--- Start of Exercise materials ---

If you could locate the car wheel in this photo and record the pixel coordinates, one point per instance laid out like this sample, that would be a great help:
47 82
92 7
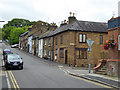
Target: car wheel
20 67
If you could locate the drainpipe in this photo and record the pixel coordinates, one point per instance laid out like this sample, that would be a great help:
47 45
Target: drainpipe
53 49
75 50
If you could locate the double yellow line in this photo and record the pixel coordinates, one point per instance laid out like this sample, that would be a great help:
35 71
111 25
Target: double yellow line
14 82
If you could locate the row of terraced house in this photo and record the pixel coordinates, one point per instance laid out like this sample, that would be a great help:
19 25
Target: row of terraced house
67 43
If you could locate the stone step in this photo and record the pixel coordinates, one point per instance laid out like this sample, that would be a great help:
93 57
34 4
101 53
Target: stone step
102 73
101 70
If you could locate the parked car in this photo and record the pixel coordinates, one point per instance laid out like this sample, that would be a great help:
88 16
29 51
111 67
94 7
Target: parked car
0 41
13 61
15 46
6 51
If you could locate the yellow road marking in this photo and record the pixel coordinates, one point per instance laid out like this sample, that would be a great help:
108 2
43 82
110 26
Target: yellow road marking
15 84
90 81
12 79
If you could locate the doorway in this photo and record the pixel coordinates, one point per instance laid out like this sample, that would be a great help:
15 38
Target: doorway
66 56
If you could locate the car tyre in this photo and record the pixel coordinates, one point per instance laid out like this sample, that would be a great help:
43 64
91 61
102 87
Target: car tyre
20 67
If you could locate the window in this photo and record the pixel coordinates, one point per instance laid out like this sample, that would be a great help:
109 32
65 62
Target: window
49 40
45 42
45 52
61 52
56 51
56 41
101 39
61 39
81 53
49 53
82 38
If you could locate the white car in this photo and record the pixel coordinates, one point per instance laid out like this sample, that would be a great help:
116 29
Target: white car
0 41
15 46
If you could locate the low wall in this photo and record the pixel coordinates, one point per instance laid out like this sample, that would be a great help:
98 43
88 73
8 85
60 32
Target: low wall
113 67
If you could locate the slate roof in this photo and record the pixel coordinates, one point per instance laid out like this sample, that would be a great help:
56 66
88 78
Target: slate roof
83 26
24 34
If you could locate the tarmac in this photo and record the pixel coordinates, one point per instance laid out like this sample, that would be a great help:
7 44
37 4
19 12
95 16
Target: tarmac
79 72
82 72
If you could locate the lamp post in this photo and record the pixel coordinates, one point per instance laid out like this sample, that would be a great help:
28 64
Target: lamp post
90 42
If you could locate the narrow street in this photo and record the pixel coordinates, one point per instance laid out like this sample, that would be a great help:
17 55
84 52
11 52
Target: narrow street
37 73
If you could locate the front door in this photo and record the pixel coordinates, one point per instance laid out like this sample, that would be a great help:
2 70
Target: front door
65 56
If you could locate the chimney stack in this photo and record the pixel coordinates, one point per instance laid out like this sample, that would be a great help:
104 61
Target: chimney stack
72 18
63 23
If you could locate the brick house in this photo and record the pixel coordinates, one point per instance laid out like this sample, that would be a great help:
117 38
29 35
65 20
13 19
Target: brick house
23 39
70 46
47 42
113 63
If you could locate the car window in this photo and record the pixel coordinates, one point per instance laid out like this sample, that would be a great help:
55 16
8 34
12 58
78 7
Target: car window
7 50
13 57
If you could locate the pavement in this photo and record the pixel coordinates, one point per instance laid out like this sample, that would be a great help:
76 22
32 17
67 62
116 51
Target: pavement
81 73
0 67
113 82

--- End of Exercise materials ---
--- Start of Exercise materials ---

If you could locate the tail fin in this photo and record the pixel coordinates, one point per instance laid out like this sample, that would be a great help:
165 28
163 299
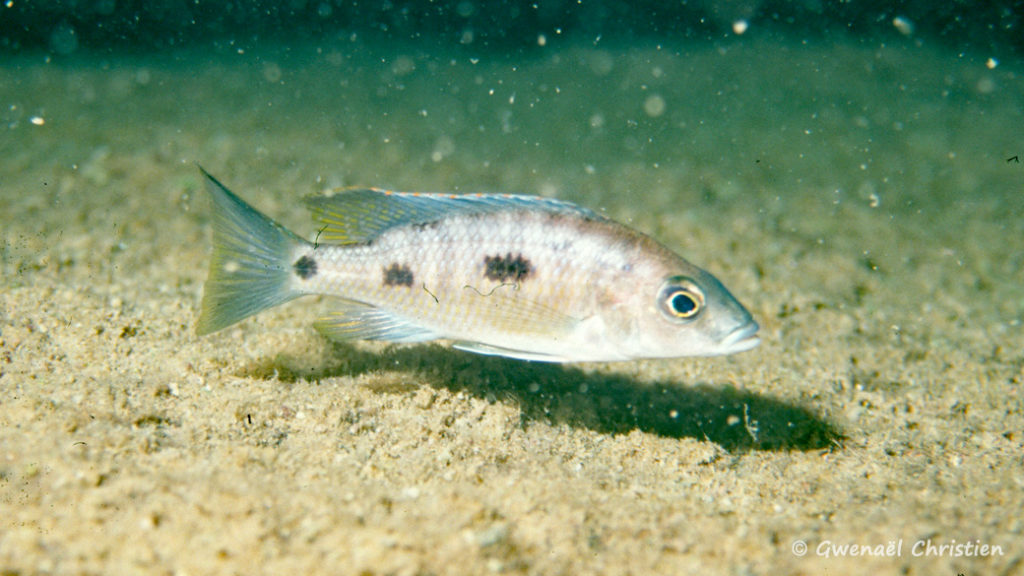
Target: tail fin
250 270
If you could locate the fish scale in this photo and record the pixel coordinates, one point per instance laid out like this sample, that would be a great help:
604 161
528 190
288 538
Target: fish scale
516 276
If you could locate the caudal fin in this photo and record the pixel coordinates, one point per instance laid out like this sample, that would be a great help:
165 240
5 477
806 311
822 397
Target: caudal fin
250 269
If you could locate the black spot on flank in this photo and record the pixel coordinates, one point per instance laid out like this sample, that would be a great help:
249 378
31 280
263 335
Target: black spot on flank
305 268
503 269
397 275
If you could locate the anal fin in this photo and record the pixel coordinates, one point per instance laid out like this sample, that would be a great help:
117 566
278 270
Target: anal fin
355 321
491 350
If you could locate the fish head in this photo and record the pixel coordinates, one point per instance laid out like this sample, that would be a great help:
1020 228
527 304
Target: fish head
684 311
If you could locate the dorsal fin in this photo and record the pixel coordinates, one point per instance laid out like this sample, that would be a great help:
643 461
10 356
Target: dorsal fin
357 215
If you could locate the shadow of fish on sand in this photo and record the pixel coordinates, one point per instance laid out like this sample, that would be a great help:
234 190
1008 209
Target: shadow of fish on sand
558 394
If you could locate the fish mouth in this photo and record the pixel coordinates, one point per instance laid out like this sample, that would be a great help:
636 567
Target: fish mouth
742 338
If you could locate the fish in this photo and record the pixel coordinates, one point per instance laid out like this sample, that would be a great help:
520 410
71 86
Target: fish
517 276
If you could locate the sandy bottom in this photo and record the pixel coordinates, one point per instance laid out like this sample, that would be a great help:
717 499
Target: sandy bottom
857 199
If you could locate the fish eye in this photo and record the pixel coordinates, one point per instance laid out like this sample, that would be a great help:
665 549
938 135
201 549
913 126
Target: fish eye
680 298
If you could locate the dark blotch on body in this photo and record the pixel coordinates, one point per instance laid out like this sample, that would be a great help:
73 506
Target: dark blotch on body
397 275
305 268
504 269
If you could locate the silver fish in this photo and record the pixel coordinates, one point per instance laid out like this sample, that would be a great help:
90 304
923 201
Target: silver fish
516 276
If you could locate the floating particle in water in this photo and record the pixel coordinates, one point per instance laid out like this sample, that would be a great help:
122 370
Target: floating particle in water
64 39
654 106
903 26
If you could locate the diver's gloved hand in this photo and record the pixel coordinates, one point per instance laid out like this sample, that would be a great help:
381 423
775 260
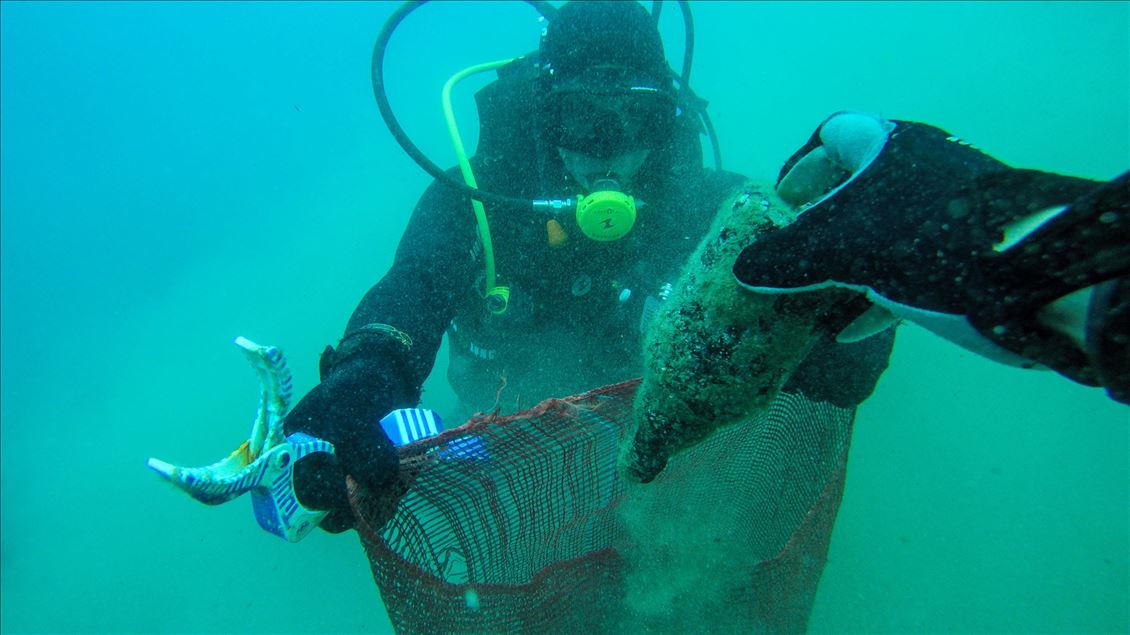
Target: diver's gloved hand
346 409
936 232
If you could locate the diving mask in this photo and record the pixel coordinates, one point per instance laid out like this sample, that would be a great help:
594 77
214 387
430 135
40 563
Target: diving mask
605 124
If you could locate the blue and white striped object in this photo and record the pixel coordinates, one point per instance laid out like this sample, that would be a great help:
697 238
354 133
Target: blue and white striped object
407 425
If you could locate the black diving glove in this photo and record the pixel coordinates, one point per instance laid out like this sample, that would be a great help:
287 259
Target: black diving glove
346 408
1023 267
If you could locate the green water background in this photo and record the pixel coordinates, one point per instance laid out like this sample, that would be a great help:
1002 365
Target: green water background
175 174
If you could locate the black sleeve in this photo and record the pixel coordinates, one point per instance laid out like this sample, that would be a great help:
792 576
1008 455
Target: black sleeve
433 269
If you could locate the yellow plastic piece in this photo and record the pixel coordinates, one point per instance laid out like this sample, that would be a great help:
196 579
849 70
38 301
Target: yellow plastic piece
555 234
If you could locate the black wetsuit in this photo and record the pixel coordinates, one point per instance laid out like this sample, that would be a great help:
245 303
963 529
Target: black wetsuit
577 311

--- End of Exercise materials ---
--- Start of Exercise materials ---

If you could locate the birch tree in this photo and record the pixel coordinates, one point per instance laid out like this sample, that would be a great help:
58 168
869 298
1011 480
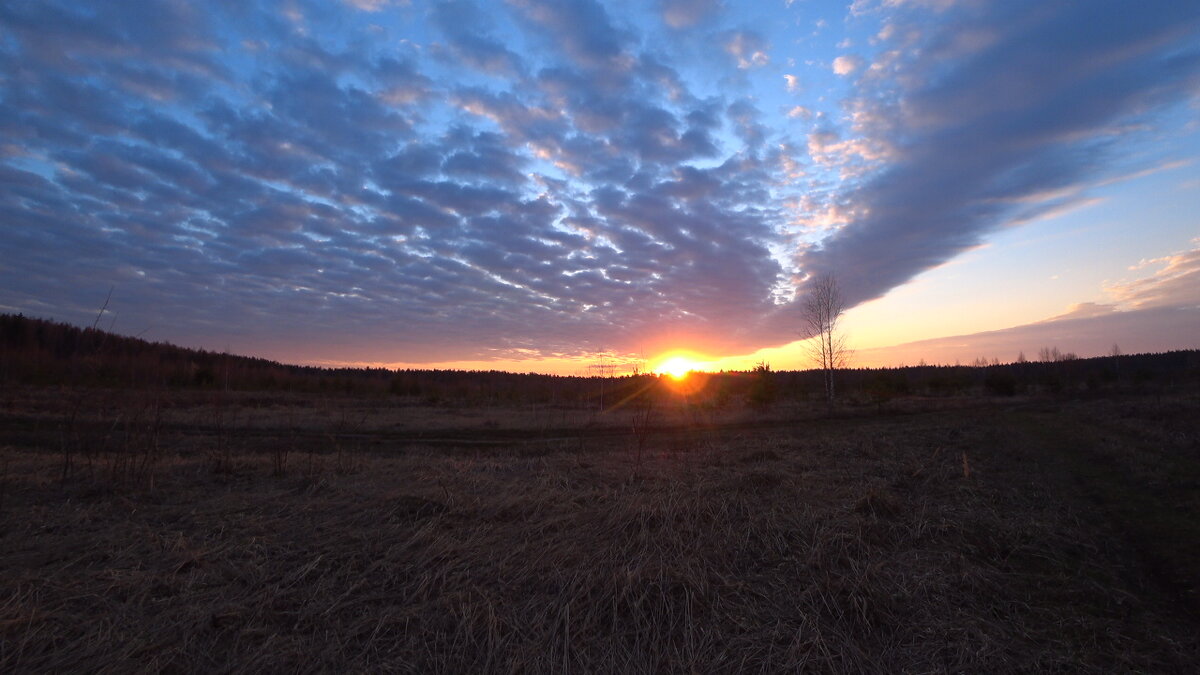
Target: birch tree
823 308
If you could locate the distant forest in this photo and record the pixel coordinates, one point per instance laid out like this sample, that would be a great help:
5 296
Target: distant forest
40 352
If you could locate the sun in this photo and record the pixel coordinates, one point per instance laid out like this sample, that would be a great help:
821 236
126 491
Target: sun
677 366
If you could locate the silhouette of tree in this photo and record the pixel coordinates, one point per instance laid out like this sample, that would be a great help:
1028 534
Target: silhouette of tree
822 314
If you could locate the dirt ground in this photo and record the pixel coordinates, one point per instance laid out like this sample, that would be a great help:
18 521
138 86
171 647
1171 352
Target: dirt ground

--- End of Exercise materials ---

-- Given instruction --
Put the stretch of the material above from the line containing "If you could locate the dirt" through the line containing "Target: dirt ground" into a Markdown table with the columns Row and Text, one numbered row per line and no blank lines.

-- Solution to this task --
| Row | Text |
|---|---|
| 1 | If you could locate the dirt ground in this photo and record the pixel coordinates, one point per instance laid out like this sample, that would be a great help: |
| 2 | 18 521 |
| 3 | 138 86 |
| 4 | 171 647 |
| 5 | 1171 352 |
| 6 | Target: dirt ground |